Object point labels
━━━━━━━━━━━━━━━━━━━━

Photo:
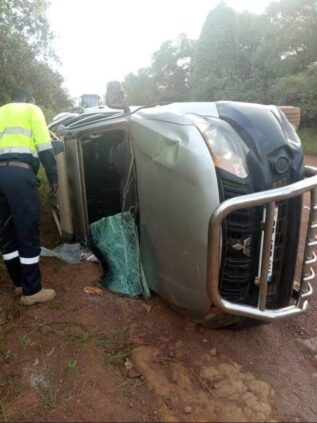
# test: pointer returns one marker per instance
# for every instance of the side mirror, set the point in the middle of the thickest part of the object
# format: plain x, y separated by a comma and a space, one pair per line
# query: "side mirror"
116, 97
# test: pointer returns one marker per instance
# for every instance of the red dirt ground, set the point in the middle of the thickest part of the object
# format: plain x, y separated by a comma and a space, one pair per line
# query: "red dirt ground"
108, 358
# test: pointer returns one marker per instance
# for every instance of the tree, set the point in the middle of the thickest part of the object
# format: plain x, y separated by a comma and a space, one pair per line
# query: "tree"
169, 76
25, 51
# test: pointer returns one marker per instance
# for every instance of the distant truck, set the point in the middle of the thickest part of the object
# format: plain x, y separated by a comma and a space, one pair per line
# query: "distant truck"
217, 189
89, 100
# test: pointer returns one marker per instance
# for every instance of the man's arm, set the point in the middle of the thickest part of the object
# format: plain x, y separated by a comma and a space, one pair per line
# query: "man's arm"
43, 144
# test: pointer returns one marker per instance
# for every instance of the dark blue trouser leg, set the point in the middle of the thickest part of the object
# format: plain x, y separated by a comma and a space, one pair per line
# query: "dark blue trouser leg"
8, 243
20, 188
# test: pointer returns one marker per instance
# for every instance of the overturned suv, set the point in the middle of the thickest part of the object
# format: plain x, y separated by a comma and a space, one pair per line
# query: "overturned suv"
217, 192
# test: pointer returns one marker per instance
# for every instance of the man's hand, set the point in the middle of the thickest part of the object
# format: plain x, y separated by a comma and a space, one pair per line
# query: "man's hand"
53, 190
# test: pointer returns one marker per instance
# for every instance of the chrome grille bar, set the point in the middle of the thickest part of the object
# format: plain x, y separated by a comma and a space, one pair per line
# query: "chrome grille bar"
265, 198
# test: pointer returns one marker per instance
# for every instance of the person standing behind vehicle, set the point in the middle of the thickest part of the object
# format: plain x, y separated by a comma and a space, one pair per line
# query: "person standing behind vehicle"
24, 139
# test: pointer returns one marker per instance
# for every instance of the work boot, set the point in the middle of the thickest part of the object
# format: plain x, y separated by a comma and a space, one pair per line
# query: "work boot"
18, 290
42, 296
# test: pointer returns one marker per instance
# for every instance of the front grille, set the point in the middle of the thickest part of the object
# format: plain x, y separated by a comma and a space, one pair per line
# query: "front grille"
240, 239
240, 261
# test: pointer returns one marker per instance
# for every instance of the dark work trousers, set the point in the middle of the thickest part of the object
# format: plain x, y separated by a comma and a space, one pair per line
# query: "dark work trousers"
20, 226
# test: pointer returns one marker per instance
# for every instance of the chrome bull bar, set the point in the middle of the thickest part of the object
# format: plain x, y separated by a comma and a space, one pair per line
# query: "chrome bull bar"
268, 199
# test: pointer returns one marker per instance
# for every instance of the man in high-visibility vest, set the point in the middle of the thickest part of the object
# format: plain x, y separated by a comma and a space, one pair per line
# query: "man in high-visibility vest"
24, 139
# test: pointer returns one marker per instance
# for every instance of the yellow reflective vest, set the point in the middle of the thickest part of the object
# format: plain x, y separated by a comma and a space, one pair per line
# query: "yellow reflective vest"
23, 130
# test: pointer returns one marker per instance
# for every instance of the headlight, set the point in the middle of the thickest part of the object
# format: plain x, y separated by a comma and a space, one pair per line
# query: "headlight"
225, 145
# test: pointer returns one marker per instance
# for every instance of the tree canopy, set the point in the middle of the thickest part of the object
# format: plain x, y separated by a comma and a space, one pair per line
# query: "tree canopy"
267, 58
26, 55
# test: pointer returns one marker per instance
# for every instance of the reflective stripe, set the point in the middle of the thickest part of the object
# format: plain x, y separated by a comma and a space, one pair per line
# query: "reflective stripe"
19, 150
16, 131
32, 260
10, 256
44, 146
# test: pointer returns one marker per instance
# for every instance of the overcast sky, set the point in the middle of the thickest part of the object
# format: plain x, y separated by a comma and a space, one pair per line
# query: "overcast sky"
101, 40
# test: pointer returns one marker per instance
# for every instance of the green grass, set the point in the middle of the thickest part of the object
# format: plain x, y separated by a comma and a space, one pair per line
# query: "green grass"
308, 137
72, 366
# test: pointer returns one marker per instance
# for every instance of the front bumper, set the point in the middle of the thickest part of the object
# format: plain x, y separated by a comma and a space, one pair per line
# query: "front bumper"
268, 199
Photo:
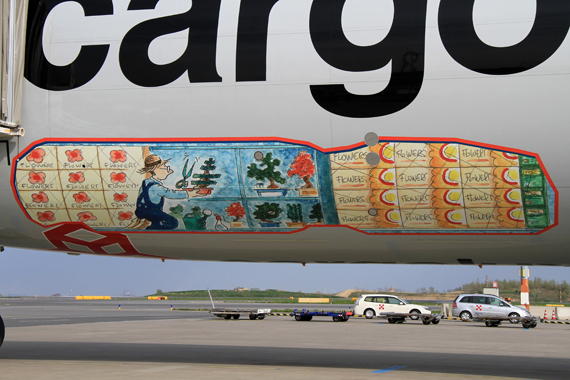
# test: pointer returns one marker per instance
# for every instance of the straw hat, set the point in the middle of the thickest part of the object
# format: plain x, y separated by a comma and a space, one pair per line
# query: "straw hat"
151, 162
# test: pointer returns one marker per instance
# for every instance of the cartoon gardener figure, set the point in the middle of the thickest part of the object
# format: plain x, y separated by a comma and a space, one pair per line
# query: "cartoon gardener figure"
150, 201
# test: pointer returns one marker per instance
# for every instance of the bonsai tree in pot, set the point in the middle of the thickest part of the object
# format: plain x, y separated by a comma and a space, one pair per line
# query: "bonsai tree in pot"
267, 171
206, 178
304, 167
295, 213
266, 212
236, 211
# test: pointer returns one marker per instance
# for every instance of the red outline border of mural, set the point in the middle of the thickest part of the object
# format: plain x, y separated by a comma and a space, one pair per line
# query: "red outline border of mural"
295, 142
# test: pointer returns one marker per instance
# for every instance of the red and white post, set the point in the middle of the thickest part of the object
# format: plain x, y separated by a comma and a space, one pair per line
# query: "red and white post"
525, 299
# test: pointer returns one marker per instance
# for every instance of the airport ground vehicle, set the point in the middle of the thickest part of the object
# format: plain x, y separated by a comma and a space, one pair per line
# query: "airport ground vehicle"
306, 315
470, 306
235, 313
371, 305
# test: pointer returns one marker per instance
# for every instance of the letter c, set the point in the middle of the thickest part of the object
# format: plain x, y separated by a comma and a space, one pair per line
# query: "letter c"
39, 71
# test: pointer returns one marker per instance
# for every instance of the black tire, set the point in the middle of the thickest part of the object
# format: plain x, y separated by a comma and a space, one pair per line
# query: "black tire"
465, 316
369, 313
2, 331
514, 315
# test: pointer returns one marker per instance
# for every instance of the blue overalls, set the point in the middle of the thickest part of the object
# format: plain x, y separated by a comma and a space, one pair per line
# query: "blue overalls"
153, 211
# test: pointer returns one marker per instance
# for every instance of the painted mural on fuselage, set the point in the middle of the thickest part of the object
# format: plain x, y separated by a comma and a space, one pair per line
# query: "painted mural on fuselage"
284, 186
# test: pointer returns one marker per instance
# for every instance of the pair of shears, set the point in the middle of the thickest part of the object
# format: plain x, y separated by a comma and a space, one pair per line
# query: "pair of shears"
183, 183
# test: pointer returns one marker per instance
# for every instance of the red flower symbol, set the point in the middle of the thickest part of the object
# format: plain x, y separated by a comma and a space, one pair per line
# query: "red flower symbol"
37, 177
118, 177
36, 155
76, 177
118, 156
86, 216
40, 197
81, 197
120, 197
46, 216
125, 215
74, 155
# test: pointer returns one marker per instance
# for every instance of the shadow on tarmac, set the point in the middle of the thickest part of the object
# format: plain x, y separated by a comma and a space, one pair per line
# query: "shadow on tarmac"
415, 360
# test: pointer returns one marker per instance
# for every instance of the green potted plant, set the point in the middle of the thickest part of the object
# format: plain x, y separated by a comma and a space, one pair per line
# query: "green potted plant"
267, 172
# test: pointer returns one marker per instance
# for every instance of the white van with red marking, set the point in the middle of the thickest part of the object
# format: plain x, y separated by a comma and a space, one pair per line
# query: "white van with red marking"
372, 305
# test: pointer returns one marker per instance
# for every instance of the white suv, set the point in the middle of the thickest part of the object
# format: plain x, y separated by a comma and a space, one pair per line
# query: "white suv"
371, 305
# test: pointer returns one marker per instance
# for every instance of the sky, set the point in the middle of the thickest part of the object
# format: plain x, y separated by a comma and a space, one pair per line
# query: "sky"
25, 272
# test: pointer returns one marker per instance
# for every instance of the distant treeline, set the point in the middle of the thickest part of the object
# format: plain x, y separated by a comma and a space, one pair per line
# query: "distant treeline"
540, 290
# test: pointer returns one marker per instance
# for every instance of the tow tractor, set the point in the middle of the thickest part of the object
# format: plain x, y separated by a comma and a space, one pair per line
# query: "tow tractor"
305, 315
236, 313
401, 317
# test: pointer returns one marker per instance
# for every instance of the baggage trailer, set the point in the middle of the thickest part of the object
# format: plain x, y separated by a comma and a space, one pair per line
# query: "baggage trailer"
235, 313
401, 317
305, 315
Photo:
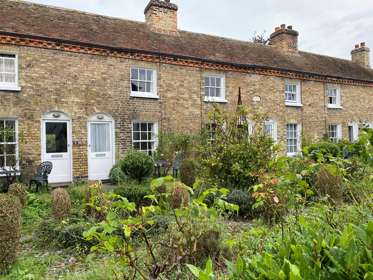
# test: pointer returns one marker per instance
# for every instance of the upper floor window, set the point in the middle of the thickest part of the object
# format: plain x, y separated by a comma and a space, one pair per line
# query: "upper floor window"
334, 97
335, 132
144, 136
8, 72
292, 93
143, 83
214, 87
293, 139
8, 143
270, 129
353, 131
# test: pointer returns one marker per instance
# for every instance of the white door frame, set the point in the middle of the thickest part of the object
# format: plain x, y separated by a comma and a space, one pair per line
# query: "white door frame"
56, 116
97, 118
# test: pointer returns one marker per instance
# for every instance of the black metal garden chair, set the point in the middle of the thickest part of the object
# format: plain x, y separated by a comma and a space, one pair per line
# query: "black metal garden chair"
177, 164
41, 178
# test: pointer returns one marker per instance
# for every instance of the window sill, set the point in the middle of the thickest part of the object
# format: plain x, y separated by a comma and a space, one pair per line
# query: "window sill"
215, 100
288, 104
334, 107
144, 95
10, 88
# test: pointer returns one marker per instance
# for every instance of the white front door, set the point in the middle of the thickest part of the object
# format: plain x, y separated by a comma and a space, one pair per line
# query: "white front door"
56, 148
100, 149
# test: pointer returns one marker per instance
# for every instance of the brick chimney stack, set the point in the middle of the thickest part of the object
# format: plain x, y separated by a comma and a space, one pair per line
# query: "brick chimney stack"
161, 16
285, 38
361, 55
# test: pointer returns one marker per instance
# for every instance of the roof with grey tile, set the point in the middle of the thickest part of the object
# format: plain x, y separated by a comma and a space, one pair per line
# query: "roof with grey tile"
28, 19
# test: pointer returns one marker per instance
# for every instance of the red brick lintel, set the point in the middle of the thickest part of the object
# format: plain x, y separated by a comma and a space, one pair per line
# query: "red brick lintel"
77, 47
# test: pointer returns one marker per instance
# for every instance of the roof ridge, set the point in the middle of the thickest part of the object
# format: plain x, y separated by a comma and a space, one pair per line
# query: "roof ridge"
29, 2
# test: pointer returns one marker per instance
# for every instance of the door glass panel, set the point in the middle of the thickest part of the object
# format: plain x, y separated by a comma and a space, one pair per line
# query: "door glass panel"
56, 137
100, 137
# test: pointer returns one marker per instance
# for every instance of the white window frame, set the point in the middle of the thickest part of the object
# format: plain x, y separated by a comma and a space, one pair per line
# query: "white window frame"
12, 143
331, 89
11, 86
338, 132
298, 138
222, 98
155, 133
273, 135
298, 98
355, 131
154, 93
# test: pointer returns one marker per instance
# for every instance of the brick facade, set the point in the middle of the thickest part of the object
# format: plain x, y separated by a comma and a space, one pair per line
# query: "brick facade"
82, 81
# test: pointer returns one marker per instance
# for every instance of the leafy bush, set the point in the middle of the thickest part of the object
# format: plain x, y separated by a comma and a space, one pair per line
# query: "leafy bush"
116, 175
19, 191
329, 182
96, 205
233, 158
61, 203
244, 200
134, 192
68, 234
10, 224
137, 165
188, 172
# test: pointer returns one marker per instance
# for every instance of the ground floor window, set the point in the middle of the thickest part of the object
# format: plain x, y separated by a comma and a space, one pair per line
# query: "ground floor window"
334, 132
292, 139
8, 143
144, 136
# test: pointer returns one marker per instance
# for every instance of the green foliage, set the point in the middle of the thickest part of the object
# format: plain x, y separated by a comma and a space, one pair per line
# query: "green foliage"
135, 192
329, 183
244, 200
96, 204
116, 175
137, 165
63, 235
10, 224
188, 172
18, 190
61, 204
233, 159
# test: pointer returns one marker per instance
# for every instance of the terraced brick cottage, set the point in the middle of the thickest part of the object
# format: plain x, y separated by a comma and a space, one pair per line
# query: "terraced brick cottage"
79, 89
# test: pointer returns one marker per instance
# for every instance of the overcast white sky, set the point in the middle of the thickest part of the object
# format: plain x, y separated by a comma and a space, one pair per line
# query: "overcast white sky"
330, 27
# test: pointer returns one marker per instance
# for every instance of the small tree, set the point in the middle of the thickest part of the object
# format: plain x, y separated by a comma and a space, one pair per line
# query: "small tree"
232, 156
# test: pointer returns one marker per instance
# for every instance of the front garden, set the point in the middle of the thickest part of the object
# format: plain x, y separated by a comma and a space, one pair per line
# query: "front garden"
237, 209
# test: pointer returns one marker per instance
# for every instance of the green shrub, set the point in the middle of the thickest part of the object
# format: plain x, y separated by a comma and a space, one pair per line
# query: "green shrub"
244, 200
95, 204
116, 175
10, 225
329, 183
137, 165
19, 191
188, 172
69, 234
61, 203
134, 193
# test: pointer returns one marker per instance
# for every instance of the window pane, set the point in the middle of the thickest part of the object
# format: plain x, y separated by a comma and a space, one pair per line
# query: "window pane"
56, 137
10, 149
100, 137
136, 136
134, 86
136, 127
135, 74
207, 82
142, 75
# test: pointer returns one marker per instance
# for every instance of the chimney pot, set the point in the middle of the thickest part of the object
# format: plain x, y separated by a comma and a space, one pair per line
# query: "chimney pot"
161, 16
361, 55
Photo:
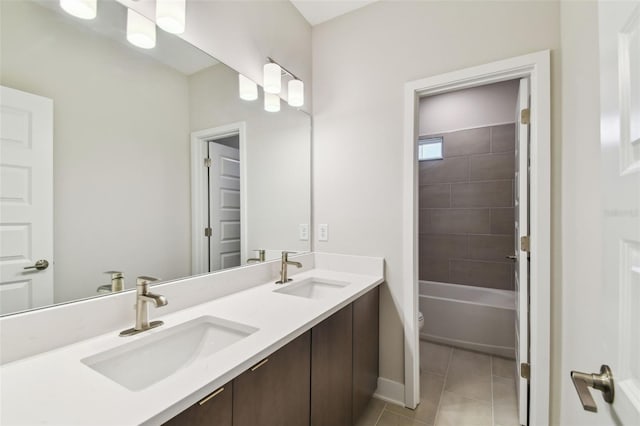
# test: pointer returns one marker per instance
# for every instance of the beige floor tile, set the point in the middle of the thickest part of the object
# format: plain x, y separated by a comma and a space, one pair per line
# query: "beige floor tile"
372, 413
434, 358
456, 410
389, 418
430, 391
503, 367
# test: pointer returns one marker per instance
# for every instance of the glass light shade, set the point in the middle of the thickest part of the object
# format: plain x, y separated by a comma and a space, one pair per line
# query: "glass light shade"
271, 102
170, 15
296, 93
83, 9
141, 31
248, 89
272, 78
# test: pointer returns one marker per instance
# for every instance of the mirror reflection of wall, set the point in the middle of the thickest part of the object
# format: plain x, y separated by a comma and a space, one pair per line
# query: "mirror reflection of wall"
122, 125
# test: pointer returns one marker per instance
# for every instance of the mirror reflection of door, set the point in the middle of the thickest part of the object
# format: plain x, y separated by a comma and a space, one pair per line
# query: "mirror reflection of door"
223, 204
26, 200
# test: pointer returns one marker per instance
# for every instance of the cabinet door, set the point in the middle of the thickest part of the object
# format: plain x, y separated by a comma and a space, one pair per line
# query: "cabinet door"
331, 364
275, 392
365, 350
213, 410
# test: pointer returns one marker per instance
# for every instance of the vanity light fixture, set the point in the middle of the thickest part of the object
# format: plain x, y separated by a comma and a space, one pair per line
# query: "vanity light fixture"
272, 78
170, 15
271, 102
83, 9
248, 88
141, 31
295, 93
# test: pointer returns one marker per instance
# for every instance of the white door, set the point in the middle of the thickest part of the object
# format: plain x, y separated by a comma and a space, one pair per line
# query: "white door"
521, 203
224, 207
26, 200
617, 344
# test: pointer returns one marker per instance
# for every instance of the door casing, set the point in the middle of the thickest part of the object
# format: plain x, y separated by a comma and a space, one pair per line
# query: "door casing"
535, 67
198, 191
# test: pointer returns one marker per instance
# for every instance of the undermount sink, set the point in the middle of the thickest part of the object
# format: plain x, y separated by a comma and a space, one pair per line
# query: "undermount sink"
313, 288
147, 360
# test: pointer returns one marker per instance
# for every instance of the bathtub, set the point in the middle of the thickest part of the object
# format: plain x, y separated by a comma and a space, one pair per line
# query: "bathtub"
476, 318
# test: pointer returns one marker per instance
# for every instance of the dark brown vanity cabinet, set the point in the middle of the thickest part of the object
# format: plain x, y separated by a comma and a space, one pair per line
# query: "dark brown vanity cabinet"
331, 370
275, 392
213, 410
365, 350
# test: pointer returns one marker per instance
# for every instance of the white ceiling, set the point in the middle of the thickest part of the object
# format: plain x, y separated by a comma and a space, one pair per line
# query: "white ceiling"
318, 11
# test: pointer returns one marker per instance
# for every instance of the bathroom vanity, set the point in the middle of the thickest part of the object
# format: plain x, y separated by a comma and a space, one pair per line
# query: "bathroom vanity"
235, 349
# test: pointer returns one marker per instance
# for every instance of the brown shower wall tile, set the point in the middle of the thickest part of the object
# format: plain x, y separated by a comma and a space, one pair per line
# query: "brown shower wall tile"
466, 217
459, 221
482, 194
491, 247
467, 142
444, 171
434, 269
503, 138
492, 167
482, 274
444, 246
435, 196
502, 221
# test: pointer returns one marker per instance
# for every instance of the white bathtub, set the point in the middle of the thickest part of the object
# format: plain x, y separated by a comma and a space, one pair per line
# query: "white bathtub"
476, 318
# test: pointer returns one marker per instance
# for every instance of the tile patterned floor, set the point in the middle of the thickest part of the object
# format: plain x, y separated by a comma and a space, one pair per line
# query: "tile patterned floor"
457, 388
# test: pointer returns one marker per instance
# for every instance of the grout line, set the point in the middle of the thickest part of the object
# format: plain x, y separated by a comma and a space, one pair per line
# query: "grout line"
493, 401
444, 386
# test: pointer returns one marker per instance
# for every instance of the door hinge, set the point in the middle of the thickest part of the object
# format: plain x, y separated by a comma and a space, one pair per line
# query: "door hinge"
525, 370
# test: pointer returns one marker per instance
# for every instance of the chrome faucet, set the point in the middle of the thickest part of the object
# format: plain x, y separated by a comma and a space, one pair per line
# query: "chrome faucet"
283, 267
144, 296
261, 256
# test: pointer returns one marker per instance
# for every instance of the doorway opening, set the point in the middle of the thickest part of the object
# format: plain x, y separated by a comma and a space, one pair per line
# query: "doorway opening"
468, 265
466, 250
218, 197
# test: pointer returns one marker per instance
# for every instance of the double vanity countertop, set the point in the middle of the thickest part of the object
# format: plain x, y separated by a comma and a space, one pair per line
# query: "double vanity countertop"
59, 386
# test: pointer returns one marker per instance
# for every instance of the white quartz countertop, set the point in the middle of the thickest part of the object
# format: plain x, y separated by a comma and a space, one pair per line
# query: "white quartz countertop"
56, 388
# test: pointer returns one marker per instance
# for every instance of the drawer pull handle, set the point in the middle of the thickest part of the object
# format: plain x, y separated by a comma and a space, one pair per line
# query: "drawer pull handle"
213, 394
260, 364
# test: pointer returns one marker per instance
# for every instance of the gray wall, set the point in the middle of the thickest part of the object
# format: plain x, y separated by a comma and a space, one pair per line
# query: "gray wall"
466, 209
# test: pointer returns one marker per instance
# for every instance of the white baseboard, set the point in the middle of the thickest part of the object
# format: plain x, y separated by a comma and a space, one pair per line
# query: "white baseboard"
390, 391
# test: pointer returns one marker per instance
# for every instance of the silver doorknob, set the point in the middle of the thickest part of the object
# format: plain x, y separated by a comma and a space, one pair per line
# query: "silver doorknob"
40, 265
602, 382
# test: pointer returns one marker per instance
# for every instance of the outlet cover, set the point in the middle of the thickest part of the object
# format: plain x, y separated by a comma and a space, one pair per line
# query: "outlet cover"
303, 230
323, 232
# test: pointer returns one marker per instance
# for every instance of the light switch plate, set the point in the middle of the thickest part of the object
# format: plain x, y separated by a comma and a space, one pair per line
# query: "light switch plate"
303, 229
323, 232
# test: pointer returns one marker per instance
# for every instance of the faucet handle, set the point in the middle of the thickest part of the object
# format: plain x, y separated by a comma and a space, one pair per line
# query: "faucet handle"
143, 280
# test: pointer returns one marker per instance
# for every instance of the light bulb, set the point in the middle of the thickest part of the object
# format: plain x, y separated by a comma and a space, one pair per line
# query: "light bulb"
296, 93
248, 89
271, 102
83, 9
141, 31
170, 15
272, 78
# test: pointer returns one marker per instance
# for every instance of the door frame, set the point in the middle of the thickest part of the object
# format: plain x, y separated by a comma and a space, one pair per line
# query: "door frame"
536, 67
198, 188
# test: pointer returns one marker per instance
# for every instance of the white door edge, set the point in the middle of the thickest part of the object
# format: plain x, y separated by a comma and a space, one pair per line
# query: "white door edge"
536, 67
198, 191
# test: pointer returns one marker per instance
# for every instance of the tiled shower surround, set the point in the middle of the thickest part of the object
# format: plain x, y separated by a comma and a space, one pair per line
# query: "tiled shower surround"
466, 209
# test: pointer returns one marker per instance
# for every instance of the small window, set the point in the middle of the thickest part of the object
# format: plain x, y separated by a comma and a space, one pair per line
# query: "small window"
430, 148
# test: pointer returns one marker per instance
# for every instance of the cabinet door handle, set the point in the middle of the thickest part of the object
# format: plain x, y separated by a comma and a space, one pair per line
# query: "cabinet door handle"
210, 396
260, 364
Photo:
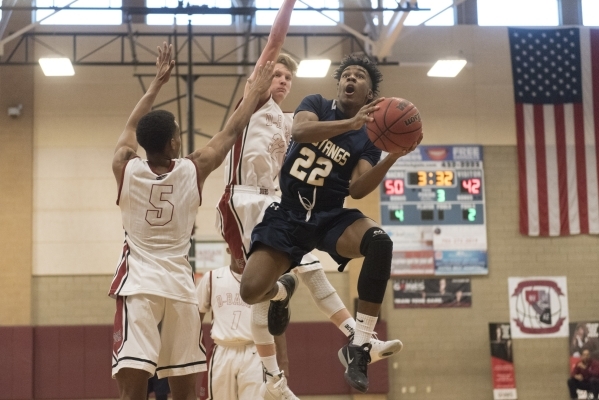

━━━━━━━━━━━━━━━━━━━━

- [GIVEN TASK]:
Count the lines in the entries above that contain the string "symbol". State only the resulting number.

- [EXERCISE OUTPUT]:
2